EXTRACT:
But what if somewhere far from here — fully four years at the speed of light from the solar system we call home — life began in a very different manner? What if the building blocks it was fashioned from were fundamentally different? Would life find a way anyway?
That's the question Stephen Baxter asks in his latest novel, Proxima, the first part of an absorbing and characteristically ambitious new duology about the colonisation of a vast exoplanet... and the answer? No less than a resounding yes.
Meet Yuri Eden: not our hero's real name, but it'll do. It'll have to.
Yuri had been born on Earth in the year 2067, nearly a hundred years ago, and, dozing in a cryo tank, had missed mankind's heroic expansion out into the solar system. It had been his fortune to wake up in a prison-like colony on what he had learned, gradually, was Mars. But now, after another compulsory sleep, this was different again. (p.9)
At the very outset of the text, Yuri assumes he's back on Earth. Does he have another thing coming! Unhappily, he's been awakened "aboard the prosaically named Ad Astra," (p.54) a prison ship of criminals in the process of being transported to an apparently habitable planet orbiting a far-distant star, the better to people it with UN citizens before China — this future's superpower — can do likewise.

DATA EXTRACT:
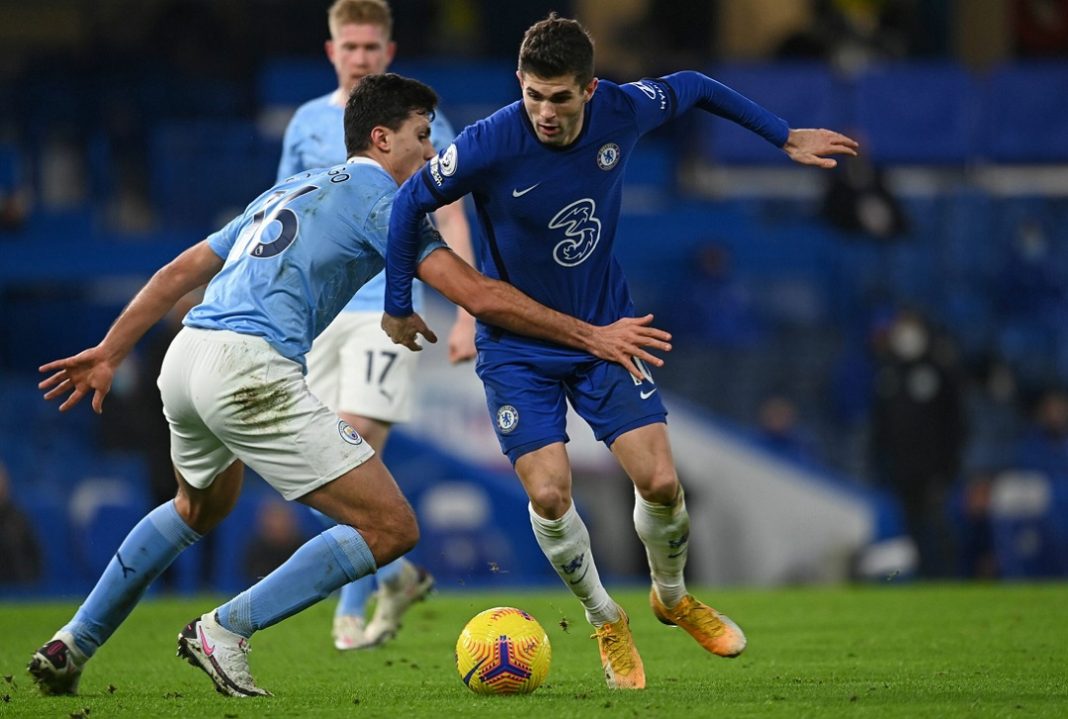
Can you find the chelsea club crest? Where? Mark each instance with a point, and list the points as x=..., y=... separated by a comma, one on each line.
x=608, y=156
x=348, y=433
x=507, y=419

EXERCISE REQUIREMENTS: In the review of the novel Proxima, in what year was Yuri Eden born on Earth?

EXERCISE OUTPUT: 2067